READING TEXT ::
=-=-=-=-=

ROSENFELD: So, did you go into business for yourself?
BROWN: I came home. I came home. I quit. I came home. I gave them plenty of notice. I said at a particular time that I left when I said I would leave. I came home, just to get settled and was working on the front of the house, as a matter of fact. I got this telephone call from somebody who wanted something and Mr. O'Connor had said to me, "When you get out of here, what are you going to do?" I said I don't know, but I'm going to be. He said "Well, I'll tell you what you are going to do." He said "You worked every side of the street already. You're going to work for yourself. You'd be a goddamn fool if you don't." He said "You can always at this point go out and get a job. Work for yourself."
So somebody called about something and one thing led to another and it went on. So here we are now 37 years later.
ROSENFELD: And your office is on.
BROWN: 7th Street -E Street. 710 E Street, a little old historic building.
ROSENFELD: And, have you always been there?
BROWN: Oh no, no, no, no. We worked out of the dining room of this house for the first. And then we worked out of the dining room until we did the carriage house. And then I did the complete restoration. The carriage house moved the office out there.

=-=-=-=-=

SOURCE MATERIAL ::
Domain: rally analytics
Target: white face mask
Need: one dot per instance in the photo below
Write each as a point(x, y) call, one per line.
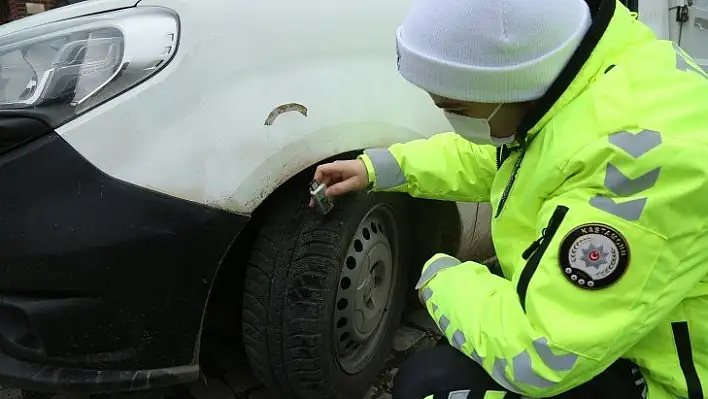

=-=-=-=-=

WRITTEN PROBLEM 1 ::
Answer from the interview:
(a) How many years after going out on his own does Brown say it has been?
(b) What is the street address of the office?
(c) Where did the work take place at first?
WRITTEN PROBLEM 2 ::
Echo the interview word for word, from "ROSENFELD: And your" up to and including "office out there.".
WRITTEN PROBLEM 3 ::
In the interview, what reasons does Mr. O'Connor give Brown for working for himself?
The data have no connection to the interview.

WRITTEN SOLUTION 1 ::
(a) 37 years.
(b) 710 E Street.
(c) In the dining room of the house.

WRITTEN SOLUTION 2 ::
ROSENFELD: And your office is on.
BROWN: 7th Street -E Street. 710 E Street, a little old historic building.
ROSENFELD: And, have you always been there?
BROWN: Oh no, no, no, no. We worked out of the dining room of this house for the first. And then we worked out of the dining room until we did the carriage house. And then I did the complete restoration. The carriage house moved the office out there.

WRITTEN SOLUTION 3 ::
O'Connor says Brown has already "worked every side of the street," so he would be a fool not to work for himself. He also says that at this point Brown can always go out and get a job.